begin Document segment

# Is a brow band necessary?



## Emma2003 (Jan 9, 2014)

I've seen western bridles that have brow bands, no brow bands, a loop over one ear, and a loop over each ear. I was looking at mine the other day and it seemed like I could take the brow band off and it wouldn't affect the safety or effectiveness of the bridle at all. Is it just for aesthetics or does it have a purpose?


----------



## tinyliny (Oct 31, 2009)

good question. the thing that some Western bridles get rid of , that I never would, is the throat latch. when they use the one ear, they often get rid of the throat latch. that piece is there to keep the horse from being able to rub the bridle off too easily. or , in the case of mounted warfare, for someone to rip the bridle off your horse.


----------



## faye (Oct 13, 2010)

The browband keeps the bridle from slipping backwards and yanking the horses back teeth out it also holds all the various straps together so headpiece, noseband, slip head (on a double bridle) and throatlash (on some bridle designs the throatlash is separate)
The ear loops also stop the bridle slipping backwards on western bridles and you don't have all the various other straps in western so no need for the browband there!
_Posted via Mobile Device_


----------



## bsms (Dec 31, 2010)

An ear loop helps stabilize the headstall. It is OK to use a headstall without a throatlatch with a curb bit, because the curb bit tightens the headstall at the poll - not a lot, but a little - when pulled. When you pull on a snaffle, it loosens the headstall at the poll, and the headstall can come off the horse if there is no throatlatch. Been there, did that once, don't plan on a repeat.

But even when using a curb bit, I wouldn't try it without anything there to stabilize the headstall. It really is not fun to have the headstall come off an excited horse while riding...

end Document segment
begin Information supplied

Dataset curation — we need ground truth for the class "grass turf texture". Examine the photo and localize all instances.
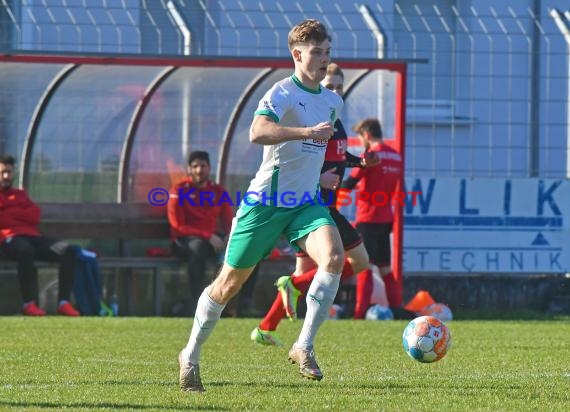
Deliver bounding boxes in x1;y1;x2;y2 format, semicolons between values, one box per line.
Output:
0;316;570;412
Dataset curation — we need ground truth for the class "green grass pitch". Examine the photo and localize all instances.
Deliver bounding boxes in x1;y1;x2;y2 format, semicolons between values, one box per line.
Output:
0;316;570;412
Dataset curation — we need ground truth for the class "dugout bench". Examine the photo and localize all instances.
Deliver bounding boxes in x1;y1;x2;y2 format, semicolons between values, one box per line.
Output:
0;203;182;316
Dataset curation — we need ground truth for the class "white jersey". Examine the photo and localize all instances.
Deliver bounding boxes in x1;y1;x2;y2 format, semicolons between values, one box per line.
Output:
244;75;344;207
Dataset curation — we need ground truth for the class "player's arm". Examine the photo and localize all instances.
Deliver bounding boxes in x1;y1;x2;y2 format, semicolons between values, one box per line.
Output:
249;114;334;145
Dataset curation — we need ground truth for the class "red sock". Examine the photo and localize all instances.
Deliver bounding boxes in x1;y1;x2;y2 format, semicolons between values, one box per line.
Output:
259;268;317;330
259;293;286;330
382;272;402;308
354;269;372;319
259;260;354;330
291;260;354;293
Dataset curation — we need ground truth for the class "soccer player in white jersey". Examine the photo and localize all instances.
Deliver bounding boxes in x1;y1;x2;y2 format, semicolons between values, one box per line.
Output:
178;20;344;392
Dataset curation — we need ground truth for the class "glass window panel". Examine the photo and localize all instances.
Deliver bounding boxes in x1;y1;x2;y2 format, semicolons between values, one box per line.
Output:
128;67;259;202
29;66;163;202
0;63;65;161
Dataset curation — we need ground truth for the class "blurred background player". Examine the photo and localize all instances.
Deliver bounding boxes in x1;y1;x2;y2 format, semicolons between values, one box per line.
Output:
251;63;378;346
342;118;408;319
167;151;234;315
0;155;79;316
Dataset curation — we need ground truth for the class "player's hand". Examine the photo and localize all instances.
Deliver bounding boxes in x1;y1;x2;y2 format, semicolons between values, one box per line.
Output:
361;152;380;167
310;122;334;141
319;167;340;190
210;233;226;253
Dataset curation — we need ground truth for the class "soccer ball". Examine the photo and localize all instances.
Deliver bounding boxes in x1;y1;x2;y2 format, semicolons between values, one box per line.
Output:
365;305;394;320
402;316;451;363
422;303;453;322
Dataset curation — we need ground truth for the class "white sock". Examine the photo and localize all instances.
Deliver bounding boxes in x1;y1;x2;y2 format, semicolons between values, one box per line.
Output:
295;269;340;350
182;289;226;365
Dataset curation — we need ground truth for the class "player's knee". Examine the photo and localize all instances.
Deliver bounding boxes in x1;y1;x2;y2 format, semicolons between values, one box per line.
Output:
326;249;344;273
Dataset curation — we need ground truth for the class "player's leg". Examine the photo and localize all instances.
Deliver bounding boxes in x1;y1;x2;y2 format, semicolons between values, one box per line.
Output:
178;204;289;392
329;208;369;281
288;207;344;380
30;236;80;316
354;223;379;319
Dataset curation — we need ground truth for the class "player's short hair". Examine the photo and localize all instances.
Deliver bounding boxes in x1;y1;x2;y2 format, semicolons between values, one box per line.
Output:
352;118;383;139
0;155;16;166
287;19;331;50
327;63;344;80
188;150;210;165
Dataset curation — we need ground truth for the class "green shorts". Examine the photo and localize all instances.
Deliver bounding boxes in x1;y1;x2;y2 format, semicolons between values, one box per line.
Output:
225;203;335;269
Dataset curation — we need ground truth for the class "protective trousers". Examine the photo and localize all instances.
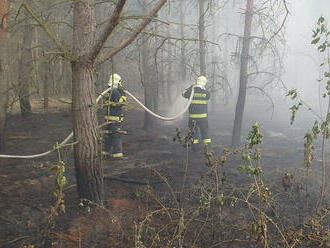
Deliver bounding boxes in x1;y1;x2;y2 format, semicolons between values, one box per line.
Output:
188;117;211;150
104;122;123;158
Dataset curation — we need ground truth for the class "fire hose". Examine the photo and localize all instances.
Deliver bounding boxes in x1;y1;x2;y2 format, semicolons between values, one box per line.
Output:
0;86;195;159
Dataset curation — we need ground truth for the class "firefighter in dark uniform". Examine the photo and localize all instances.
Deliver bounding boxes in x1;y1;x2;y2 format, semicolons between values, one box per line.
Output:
182;76;211;151
102;73;126;159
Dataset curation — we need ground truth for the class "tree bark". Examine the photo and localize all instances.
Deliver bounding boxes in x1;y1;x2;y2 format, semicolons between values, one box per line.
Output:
71;0;103;203
198;0;206;76
232;0;254;146
141;32;154;130
179;0;187;82
0;0;9;150
18;0;33;117
42;59;51;112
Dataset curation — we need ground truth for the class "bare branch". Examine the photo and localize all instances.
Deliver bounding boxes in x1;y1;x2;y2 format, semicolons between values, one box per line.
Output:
88;0;126;61
98;0;167;64
247;86;275;119
22;0;69;57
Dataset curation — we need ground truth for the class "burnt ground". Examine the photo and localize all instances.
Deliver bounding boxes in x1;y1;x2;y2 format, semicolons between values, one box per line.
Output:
0;101;327;248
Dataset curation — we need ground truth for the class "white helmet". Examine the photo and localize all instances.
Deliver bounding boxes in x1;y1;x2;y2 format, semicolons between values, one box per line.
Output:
196;76;207;87
108;73;121;88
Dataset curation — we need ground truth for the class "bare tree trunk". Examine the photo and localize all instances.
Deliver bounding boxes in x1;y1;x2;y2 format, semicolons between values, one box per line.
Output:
18;0;33;117
32;27;40;95
166;29;174;104
232;0;254;146
179;0;187;81
42;61;51;111
72;0;103;203
0;0;8;150
198;0;206;76
142;36;154;130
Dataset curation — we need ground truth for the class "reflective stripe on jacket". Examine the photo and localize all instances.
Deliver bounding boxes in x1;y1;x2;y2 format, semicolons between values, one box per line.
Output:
104;88;126;122
182;86;210;118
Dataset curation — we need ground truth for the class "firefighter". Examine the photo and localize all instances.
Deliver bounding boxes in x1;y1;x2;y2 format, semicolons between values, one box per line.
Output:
182;76;211;151
102;73;126;159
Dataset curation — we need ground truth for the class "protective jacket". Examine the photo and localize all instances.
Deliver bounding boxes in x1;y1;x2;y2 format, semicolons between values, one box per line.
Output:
103;88;126;158
182;86;210;118
182;85;211;147
104;88;126;122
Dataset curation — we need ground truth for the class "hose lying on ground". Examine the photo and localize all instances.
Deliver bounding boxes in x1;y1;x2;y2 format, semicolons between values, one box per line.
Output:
0;87;195;159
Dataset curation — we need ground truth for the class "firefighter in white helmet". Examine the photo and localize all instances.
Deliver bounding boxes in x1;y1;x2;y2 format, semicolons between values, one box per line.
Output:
102;73;126;159
182;76;211;151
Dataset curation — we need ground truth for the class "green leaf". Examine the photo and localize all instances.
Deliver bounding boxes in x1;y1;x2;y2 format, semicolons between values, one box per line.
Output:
311;37;321;44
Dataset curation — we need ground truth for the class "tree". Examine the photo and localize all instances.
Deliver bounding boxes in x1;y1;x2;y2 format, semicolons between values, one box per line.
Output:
232;0;254;146
23;0;167;203
18;0;33;117
0;0;9;150
198;0;206;76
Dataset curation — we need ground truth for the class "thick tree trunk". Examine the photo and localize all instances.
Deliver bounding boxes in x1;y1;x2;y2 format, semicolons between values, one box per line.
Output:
18;0;33;117
232;0;254;146
0;0;8;150
72;0;103;203
198;0;206;76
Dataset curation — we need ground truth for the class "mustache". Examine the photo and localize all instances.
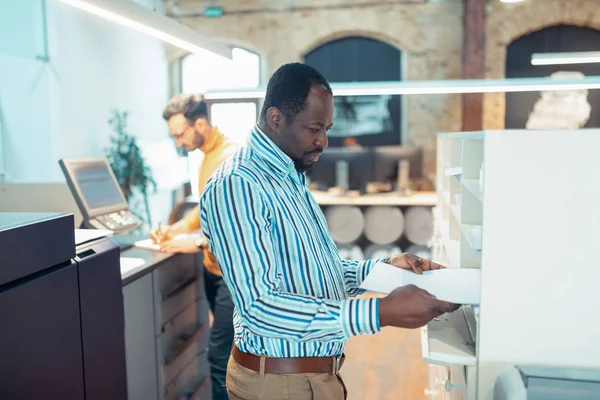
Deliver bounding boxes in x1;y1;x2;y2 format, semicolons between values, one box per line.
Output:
305;147;324;155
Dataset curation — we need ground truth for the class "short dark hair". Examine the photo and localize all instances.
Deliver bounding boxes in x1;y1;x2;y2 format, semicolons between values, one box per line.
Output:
260;63;333;122
163;94;208;125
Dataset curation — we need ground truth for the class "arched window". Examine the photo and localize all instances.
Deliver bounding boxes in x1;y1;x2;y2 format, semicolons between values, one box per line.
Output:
505;25;600;129
181;47;261;198
304;36;402;146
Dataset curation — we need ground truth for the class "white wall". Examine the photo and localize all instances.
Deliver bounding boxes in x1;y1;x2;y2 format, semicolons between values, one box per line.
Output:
0;0;176;225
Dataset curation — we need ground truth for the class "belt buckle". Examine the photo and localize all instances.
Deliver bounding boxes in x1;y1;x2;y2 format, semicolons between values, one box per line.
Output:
333;354;342;375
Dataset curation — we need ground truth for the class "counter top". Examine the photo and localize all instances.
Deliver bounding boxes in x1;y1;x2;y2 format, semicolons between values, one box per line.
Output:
312;191;438;207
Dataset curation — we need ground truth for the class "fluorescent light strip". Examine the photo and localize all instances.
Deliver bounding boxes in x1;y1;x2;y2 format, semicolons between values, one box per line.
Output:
61;0;231;59
531;51;600;65
204;76;600;100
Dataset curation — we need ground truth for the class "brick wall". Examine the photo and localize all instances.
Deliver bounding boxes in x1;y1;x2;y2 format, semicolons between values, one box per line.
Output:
168;0;600;173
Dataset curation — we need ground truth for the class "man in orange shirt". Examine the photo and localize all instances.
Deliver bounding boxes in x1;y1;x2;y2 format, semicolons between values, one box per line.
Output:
151;94;239;400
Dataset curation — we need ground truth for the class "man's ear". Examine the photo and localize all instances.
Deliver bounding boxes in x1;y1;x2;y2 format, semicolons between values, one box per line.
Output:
267;107;285;134
194;118;209;132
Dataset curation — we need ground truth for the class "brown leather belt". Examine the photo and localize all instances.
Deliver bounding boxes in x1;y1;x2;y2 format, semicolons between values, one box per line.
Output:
231;345;346;374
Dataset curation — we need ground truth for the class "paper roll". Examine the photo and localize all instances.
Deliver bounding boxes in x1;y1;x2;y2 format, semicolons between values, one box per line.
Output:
325;206;365;244
365;206;404;244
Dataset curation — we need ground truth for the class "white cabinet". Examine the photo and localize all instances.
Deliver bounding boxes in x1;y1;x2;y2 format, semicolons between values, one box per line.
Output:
423;129;600;399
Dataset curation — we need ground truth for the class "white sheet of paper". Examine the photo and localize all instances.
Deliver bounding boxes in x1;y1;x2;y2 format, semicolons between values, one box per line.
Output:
133;239;160;251
121;257;146;274
75;229;113;246
360;263;481;305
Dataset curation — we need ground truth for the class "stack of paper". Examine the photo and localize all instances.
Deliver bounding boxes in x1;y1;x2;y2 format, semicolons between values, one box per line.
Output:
133;239;160;251
360;263;481;305
121;257;146;274
75;229;113;246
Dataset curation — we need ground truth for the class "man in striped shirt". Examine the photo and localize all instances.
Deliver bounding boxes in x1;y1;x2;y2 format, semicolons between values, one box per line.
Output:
200;63;456;400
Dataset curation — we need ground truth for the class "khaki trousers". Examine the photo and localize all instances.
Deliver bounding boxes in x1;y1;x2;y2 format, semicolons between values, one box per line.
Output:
226;357;347;400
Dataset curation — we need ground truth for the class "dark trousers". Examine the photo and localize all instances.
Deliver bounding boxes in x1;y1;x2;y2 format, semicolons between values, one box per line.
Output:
204;270;233;400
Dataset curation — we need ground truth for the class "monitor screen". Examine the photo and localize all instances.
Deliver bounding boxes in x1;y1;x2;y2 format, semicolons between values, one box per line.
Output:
61;158;127;215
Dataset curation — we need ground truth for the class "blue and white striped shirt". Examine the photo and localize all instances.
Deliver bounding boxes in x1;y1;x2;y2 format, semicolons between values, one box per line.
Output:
200;126;380;357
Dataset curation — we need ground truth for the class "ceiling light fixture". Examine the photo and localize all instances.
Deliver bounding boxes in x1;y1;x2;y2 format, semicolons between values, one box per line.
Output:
531;51;600;65
61;0;231;59
204;76;600;100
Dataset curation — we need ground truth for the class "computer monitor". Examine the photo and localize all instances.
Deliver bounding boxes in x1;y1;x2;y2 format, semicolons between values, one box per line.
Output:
59;157;140;232
307;147;373;190
373;146;423;182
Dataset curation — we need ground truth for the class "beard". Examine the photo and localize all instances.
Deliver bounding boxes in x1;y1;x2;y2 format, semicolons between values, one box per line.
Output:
292;147;323;173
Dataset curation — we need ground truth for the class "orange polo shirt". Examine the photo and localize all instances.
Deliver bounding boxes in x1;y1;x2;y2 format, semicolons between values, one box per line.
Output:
184;126;239;276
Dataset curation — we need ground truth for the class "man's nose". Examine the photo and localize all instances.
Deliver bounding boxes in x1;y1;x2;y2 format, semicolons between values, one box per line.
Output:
315;129;329;148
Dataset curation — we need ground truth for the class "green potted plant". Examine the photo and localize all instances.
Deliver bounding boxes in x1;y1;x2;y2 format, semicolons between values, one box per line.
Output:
106;110;156;231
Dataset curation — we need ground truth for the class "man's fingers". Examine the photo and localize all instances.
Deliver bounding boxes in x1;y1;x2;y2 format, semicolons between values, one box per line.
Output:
402;253;423;275
434;300;456;315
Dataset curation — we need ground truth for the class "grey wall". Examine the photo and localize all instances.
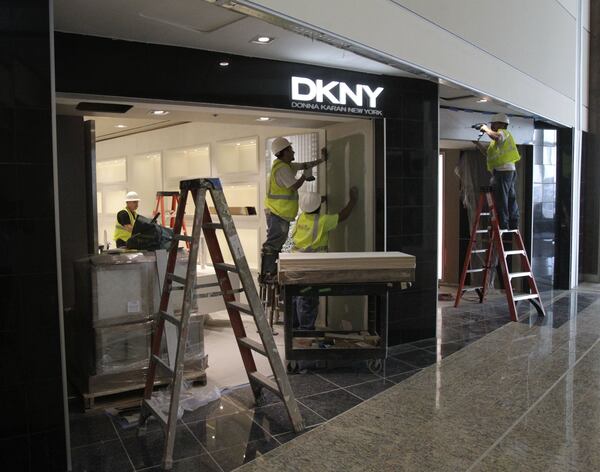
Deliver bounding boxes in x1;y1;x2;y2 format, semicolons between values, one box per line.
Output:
56;115;95;308
441;149;462;284
579;2;600;282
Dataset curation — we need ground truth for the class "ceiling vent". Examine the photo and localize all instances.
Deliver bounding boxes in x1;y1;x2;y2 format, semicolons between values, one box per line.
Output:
75;102;133;113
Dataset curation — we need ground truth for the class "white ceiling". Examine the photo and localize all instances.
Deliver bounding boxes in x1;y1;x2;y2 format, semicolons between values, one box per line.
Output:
54;0;523;120
54;0;411;76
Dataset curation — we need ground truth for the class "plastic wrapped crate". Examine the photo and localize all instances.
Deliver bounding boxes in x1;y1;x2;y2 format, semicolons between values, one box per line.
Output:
75;252;156;327
94;322;152;374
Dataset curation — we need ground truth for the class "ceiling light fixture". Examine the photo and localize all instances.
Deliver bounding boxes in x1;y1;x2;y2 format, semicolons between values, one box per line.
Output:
250;35;275;44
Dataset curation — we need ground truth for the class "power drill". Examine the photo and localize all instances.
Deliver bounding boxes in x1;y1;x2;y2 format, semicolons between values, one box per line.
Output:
471;123;485;140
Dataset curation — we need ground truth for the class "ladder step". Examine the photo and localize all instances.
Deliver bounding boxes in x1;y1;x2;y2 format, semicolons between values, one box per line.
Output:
167;274;185;285
173;234;192;243
249;372;281;397
152;354;175;377
144;398;169;428
508;272;531;279
238;338;267;356
160;311;181;328
227;302;254;315
213;262;238;274
513;293;540;303
202;223;223;229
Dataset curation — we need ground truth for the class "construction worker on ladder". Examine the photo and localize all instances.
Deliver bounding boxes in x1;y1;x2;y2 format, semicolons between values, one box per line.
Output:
474;113;521;229
259;138;327;282
292;187;358;331
113;192;140;247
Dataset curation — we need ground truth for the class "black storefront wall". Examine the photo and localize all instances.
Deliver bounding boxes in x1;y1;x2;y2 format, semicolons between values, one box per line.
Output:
0;0;66;472
55;33;438;344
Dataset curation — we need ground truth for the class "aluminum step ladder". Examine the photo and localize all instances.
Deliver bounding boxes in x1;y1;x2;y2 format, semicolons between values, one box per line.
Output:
139;178;304;470
454;187;546;321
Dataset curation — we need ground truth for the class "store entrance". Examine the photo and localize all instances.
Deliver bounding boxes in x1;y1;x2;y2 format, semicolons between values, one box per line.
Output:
58;97;374;407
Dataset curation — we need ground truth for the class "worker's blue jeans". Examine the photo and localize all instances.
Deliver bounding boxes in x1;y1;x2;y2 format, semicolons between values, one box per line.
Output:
293;296;319;331
492;170;520;229
261;211;290;274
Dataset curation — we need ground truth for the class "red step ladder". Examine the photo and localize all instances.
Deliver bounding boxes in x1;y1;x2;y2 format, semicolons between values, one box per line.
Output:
138;179;304;470
152;191;190;249
454;187;546;321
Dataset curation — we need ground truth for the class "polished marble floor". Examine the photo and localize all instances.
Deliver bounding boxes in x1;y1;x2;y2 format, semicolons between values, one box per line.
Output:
71;290;600;472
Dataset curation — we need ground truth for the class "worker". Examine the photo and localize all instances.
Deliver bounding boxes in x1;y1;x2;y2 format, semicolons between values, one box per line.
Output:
292;187;358;331
113;192;140;247
259;137;327;282
474;113;521;229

end Information supplied

- **Problem set**
- 1) Reproduce the passage of the brow band thread starting at "The ear loops" and ending at "horse while riding...", with no changes.
- 2) Carry on the forum thread about whether a brow band is necessary, starting after its final post.

- **Written answers**
- 1)
The ear loops also stop the bridle slipping backwards on western bridles and you don't have all the various other straps in western so no need for the browband there!
_Posted via Mobile Device_


----------



## bsms (Dec 31, 2010)

An ear loop helps stabilize the headstall. It is OK to use a headstall without a throatlatch with a curb bit, because the curb bit tightens the headstall at the poll - not a lot, but a little - when pulled. When you pull on a snaffle, it loosens the headstall at the poll, and the headstall can come off the horse if there is no throatlatch. Been there, did that once, don't plan on a repeat.

But even when using a curb bit, I wouldn't try it without anything there to stabilize the headstall. It really is not fun to have the headstall come off an excited horse while riding...

- 2)
----------



## Emma2003 (Jan 9, 2014)

Thanks for the info everyone. It makes a lot more sense to me now.


----------



## shandasue (Nov 22, 2011)

Iv used a bridle without a brow band or throat latch for years and never had one problem out of it. It's a nylon bridle and stays right where it should.
just my experience
_Posted via Mobile Device_


----------



## MN Tigerstripes (Feb 20, 2009)

My gelding had a one-eared headstall for several years. Until he learned one day that he could shake his head vigorously and it would come off... 

I bought a new headstall.


----------



## DuckDodgers (May 28, 2013)

I'll ride without a browband, but I won't ride in a bridle without a throatlatch. I've ridden in both English and western bridles without a browband, and never had any problems with things staying in place. A well-fitted bit and bridle shouldn't slide back too much without a browband, but I guess I could see it being a concern in some situations. However, I would never want to be without a throatlatch and in a situation where the horse could remove his bridle by simply rubbing his head. 

That said, I'm also not fond of the no browband/throatlatch or one eared look. Just doesn't do it for me!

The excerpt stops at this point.